* **Task**:
Can you swap "stage light" for "stage lamp" and write out the data again, starting with the line with "Could you please point out the stage" and going on through the line with "(596, 1005)", with everything else left unchanged?

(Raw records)
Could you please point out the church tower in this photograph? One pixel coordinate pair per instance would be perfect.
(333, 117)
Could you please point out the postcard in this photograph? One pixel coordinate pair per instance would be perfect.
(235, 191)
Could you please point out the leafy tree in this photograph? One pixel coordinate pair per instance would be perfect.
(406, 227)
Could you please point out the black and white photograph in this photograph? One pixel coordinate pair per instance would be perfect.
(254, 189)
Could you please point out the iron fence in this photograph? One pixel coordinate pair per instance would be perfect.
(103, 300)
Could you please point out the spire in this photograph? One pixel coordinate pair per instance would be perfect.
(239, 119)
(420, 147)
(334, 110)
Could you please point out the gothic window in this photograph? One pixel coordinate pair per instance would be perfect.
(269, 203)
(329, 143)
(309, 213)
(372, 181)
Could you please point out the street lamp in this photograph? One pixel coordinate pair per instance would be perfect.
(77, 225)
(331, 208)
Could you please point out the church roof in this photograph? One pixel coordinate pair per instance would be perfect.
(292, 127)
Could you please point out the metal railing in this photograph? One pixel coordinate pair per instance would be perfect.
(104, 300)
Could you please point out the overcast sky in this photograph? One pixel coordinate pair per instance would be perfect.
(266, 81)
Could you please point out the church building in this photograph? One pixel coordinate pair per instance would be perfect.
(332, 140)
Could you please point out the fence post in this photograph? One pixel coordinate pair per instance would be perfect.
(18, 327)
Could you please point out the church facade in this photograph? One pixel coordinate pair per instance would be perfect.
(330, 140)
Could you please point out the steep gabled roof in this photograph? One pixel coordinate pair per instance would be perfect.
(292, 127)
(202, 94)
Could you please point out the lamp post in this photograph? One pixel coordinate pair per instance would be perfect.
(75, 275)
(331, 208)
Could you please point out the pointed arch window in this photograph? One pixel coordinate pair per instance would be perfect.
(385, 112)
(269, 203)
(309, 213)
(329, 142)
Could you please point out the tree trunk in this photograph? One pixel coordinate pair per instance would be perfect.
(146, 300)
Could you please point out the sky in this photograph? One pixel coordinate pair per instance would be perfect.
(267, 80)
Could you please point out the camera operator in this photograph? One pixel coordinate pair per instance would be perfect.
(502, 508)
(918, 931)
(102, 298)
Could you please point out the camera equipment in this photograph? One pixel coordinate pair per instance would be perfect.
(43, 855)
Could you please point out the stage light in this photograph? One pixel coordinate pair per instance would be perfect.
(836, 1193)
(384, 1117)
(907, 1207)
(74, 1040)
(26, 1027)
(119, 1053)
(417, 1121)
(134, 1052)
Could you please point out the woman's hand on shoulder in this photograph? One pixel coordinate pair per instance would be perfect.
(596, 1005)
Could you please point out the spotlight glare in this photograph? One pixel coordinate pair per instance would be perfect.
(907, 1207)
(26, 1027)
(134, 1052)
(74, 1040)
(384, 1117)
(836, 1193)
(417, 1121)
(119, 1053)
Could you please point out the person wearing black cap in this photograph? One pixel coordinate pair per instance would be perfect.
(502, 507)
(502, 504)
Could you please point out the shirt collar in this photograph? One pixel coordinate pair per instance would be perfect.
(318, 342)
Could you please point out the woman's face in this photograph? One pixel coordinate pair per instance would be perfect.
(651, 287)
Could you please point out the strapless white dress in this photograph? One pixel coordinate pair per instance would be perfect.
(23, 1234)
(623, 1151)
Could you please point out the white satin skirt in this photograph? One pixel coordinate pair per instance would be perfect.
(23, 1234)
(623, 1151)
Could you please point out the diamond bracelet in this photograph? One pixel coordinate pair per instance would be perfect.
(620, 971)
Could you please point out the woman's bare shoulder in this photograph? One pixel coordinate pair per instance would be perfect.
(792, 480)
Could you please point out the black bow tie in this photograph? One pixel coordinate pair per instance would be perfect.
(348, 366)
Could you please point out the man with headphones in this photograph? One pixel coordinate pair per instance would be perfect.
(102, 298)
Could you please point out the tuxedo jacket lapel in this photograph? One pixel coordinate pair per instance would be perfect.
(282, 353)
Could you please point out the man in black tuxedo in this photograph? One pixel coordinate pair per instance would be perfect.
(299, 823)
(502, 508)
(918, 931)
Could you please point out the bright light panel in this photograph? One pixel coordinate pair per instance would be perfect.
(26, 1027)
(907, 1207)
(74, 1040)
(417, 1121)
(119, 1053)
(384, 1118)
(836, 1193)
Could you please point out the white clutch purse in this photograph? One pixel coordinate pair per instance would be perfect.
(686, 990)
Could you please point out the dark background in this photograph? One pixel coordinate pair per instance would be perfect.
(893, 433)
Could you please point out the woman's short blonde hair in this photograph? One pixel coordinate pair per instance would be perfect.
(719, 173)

* **Complete answer**:
Could you please point out the stage lamp in this photograph? One pixel coordinate pair per instance would be perfect.
(836, 1193)
(384, 1117)
(907, 1207)
(74, 1040)
(26, 1027)
(119, 1053)
(417, 1121)
(134, 1052)
Could you please point out the woman's hand on shoulder in this photograph? One pixel coordinate pair per instance would be perfect.
(596, 1005)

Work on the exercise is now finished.